NO, not right away. My regular doctor,
I called my one of my best friends, an immunology PhD. She told me she would go with me to my next doctor's appointment and would advocate on my behalf
It took a full year for me to finally feel better again. A full year to be 100%. I felt somewhat better after 3-6 moths of meds.
6. What were your lab results?: My TSH went from 4.2, to 6.3, to 9.62. Dr. BAD Bedside manner called me and said "I've got bad news, you've got thyroid disease and you'll need to take replacement meds for the rest of my life. I thanked him and asked him what took him so long to treat me? And, that I would switch my care over to my new internist who was a whiz at balancing thyroid disease
7. What meds do you take?
I've always been on the same dose: 0.1 mg (100 micrograms) of Levothyroxin . I did change manufacturers without any ill effects. It's hard for me to believe that I've yo-yo dieted, lost 60 pounds, gotten pregnant, had a c-section, gained 30 pounds, lost 30 pounds, ate the SAD diet and lots of processed foods, gained 70 pounds, lost 70 pounds, switched to a Paleo-ish template, gotten control over emotional/binge eating, maintained my weight loss for over 2 years, and went through menopause on the same dose of thyroid meds. Amazing! Perhaps I have some thyroid function/tissue left? Who knows?
8. How do you take your meds?

▸ ACTIVITY LIST
• a. Duplicate the passage of the thyroid account from "NO, not right" up to and including "do you take?".
• b. In the thyroid account, what dose of Levothyroxin has the writer always been on?
The records that follow the thyroid account have nothing to do with this work.

▸ LISTED ENTRIES
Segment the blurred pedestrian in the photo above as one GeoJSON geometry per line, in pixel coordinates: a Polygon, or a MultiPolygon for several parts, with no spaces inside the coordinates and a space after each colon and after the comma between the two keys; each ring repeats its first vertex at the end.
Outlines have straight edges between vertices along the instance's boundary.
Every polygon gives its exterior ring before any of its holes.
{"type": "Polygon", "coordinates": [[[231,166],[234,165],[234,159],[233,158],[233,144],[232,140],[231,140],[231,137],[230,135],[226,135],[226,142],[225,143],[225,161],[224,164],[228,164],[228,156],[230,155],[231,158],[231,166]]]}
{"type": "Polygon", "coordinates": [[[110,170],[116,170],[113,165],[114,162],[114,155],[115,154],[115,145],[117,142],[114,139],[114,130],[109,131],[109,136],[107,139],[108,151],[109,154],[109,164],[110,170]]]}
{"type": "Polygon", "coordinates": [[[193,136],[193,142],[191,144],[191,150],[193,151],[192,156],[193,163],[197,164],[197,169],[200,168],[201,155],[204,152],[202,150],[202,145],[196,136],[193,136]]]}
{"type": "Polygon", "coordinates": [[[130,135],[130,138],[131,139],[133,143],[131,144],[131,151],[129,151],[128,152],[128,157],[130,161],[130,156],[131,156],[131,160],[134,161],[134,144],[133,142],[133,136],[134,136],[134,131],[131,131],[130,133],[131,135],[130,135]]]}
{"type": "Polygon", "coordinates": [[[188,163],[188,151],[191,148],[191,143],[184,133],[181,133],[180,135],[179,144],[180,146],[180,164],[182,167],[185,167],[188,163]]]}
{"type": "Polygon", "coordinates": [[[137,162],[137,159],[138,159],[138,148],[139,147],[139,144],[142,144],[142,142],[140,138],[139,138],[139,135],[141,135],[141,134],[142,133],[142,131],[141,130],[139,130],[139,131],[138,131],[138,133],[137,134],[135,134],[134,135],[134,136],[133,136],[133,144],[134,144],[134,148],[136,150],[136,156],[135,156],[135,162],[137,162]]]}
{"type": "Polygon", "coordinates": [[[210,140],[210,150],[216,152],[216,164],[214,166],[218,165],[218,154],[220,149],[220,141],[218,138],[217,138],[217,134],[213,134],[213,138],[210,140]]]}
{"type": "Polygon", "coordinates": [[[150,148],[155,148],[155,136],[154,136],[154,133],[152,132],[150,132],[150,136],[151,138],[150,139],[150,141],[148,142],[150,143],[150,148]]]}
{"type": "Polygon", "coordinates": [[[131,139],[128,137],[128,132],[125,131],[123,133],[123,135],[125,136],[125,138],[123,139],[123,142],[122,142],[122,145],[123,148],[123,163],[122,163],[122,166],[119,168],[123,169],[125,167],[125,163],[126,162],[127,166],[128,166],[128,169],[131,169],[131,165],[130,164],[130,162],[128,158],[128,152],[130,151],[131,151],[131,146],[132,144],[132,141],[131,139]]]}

▸ ANSWERS TO THE TASKS
• a.
NO, not right away. My regular doctor,
I called my one of my best friends, an immunology PhD. She told me she would go with me to my next doctor's appointment and would advocate on my behalf
It took a full year for me to finally feel better again. A full year to be 100%. I felt somewhat better after 3-6 moths of meds.
6. What were your lab results?: My TSH went from 4.2, to 6.3, to 9.62. Dr. BAD Bedside manner called me and said "I've got bad news, you've got thyroid disease and you'll need to take replacement meds for the rest of my life. I thanked him and asked him what took him so long to treat me? And, that I would switch my care over to my new internist who was a whiz at balancing thyroid disease
7. What meds do you take?

• b. 0.1 mg (100 micrograms) of Levothyroxin.